--- START PROVIDED TEXT ---
6.5 Concealed Data Aggregation Scheme for Multiple Applications: CDAMA [8]

Authors proposed a solution called CDAMA which will aggregate the data of different application without mixing them up and provide a way to extract the correct aggregate value of a particular application. This employs a modified asymmetric privacy homomorphism scheme which enables aggregation of data from multiple applications. Basically CDAMA is a modification from [37] public-key PH encryption system and integrates the Paillier with the Okamoto-Uchiyama encryption schemes.

The concept of CDAMA is, it generates multiple points with different order for each application. Using this set of points, keys are generated for each application using elliptic cryptography. Only one private key is generated and kept in base station. By using appropriate combination of point orders, the base station can extract the aggregated result of different application. Though this scheme support multiple application, it prerequisites the generation of public keys for each application and secure distribution of keys to the corresponding sensor nodes. This consumes the bandwidth of the energy constraint WSN. And only the additive value of a particular application can be extracted by the base station. The base station cannot recover individual sensor node. Hence sensor node level integrity verification is not available.
--- END PROVIDED TEXT ---
--- START INFORMATION PROVIDED ---
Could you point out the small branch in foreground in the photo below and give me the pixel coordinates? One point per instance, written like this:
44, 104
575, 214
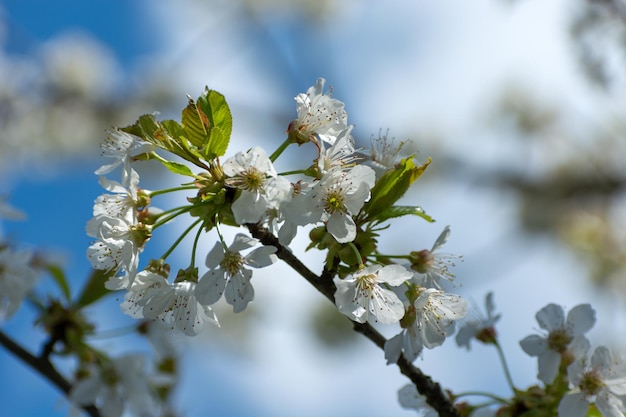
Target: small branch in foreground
44, 368
435, 396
--- END INFORMATION PROVIDED ---
# [WORK TO COMPLETE]
Reproduce the CDAMA text between "6.5 Concealed Data" and "Okamoto-Uchiyama encryption schemes.", inclusive, substituting "public-key" for "asymmetric".

# [SOLUTION FOR THIS PROBLEM]
6.5 Concealed Data Aggregation Scheme for Multiple Applications: CDAMA [8]

Authors proposed a solution called CDAMA which will aggregate the data of different application without mixing them up and provide a way to extract the correct aggregate value of a particular application. This employs a modified public-key privacy homomorphism scheme which enables aggregation of data from multiple applications. Basically CDAMA is a modification from [37] public-key PH encryption system and integrates the Paillier with the Okamoto-Uchiyama encryption schemes.